__Selection__:

** Start **

Instead it turned into solid production for Nick Swisher for four seasons. In those four seasons, his OPS+ remained over 120. His wOBA never dipped below .360. His lowest on-base percentage in those years was .359. And after his 2009 season, he became a proficient fielder as well. I would go so far as to say that in many ways, Nick Swisher was the glue that held the Yankees’ lineup together. He did not care where he batted. He would bat second, fifth, sixth, seventh or whatever. He didn’t care. His production did not care. Many Swisher detractors say that he never hit .300 or drove in or scored a hundred runs. Oh please, are we still stuck on those numbers? Nick Swisher was a very good player for the Yankees.

How good? According to Fangraphs, his play the last four years has been worth just south of $66 million. During that period, he made just over $35 million. That is a pretty sweet deal. Betemit, Marquez and Nunez, the guys he was traded for, have been a combined major league worth of 1.3 rWAR. Swisher has been worth 11.3 rWAR as a Yankee. Fangraphs has his Yankee years at 15.3 fWAR. Either way, that is a terrific player. No, he is not elite. He’ll never be one of the top ten in the league. But, how good he has been has been understated.

Any conversation about Swisher and his days as a Yankee will forever be colored by his post seasons. Many are justifying the Yankees in this outcome because of Swisher’s futility in the playoffs.  In 181 playoff appearances (he had some before his Yankee days), Swisher’s post season triple slash line is: .169/.283/.305. And yes, those are unfortunate numbers. Despite all the good he did in New York, people will point to those numbers.

What people don’t understand is that the playoffs are a random small sample event. Derek Jeter has had a full season of post season at bats and as such, they even out to his normal production numbers. If you look at Jeter’s post season record, he had some clunker post seasons too. But he had enough post seasons to balance it all out. Swisher did not. You might argue that 181 plate appearances is a large sample size, but it is not and if you break it down into four smaller subsets of sample size, Swisher’s lack of post season heroics can be a little more understood.

And there is also the old notion that it took players like Nick Swisher to get the Yankees to the post season in the first place.

** End **

[Region labeling records]
** Start **

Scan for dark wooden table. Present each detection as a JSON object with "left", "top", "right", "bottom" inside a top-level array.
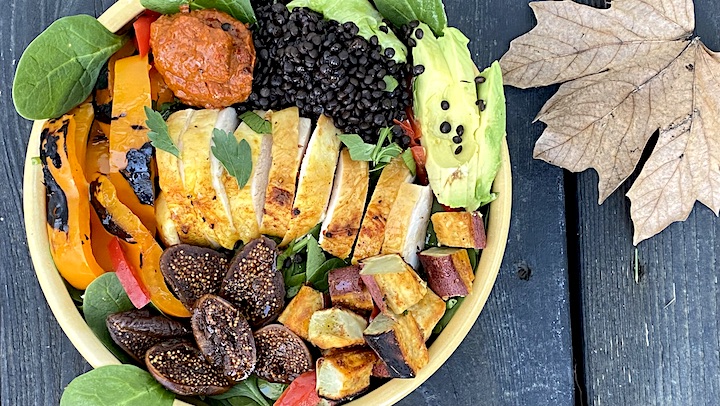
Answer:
[{"left": 0, "top": 0, "right": 720, "bottom": 406}]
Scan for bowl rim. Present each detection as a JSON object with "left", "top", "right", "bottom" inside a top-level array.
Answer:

** End **

__Task list__:
1: Name the players that the Swisher passage says he was traded for.
2: Reproduce the Swisher passage word for word between "What people don’t" and "the first place.", inclusive.

__Task results__:
1: Betemit, Marquez, Nunez

2:
What people don’t understand is that the playoffs are a random small sample event. Derek Jeter has had a full season of post season at bats and as such, they even out to his normal production numbers. If you look at Jeter’s post season record, he had some clunker post seasons too. But he had enough post seasons to balance it all out. Swisher did not. You might argue that 181 plate appearances is a large sample size, but it is not and if you break it down into four smaller subsets of sample size, Swisher’s lack of post season heroics can be a little more understood.

And there is also the old notion that it took players like Nick Swisher to get the Yankees to the post season in the first place.